---------- GIVEN RECORDS

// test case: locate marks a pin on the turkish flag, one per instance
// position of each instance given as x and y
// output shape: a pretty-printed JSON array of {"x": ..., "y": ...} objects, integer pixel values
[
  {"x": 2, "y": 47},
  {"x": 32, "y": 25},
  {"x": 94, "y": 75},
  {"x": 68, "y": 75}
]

--------------------

WHAT YOU ARE ASKED TO DO
Return each of the records above unchanged, line for line.

FULL ANSWER
// test case: locate marks a pin on the turkish flag, one per instance
// position of each instance given as x and y
// output shape: a pretty-printed JSON array of {"x": ..., "y": ...} objects, integer pixel values
[
  {"x": 2, "y": 47},
  {"x": 32, "y": 25},
  {"x": 94, "y": 75},
  {"x": 68, "y": 75}
]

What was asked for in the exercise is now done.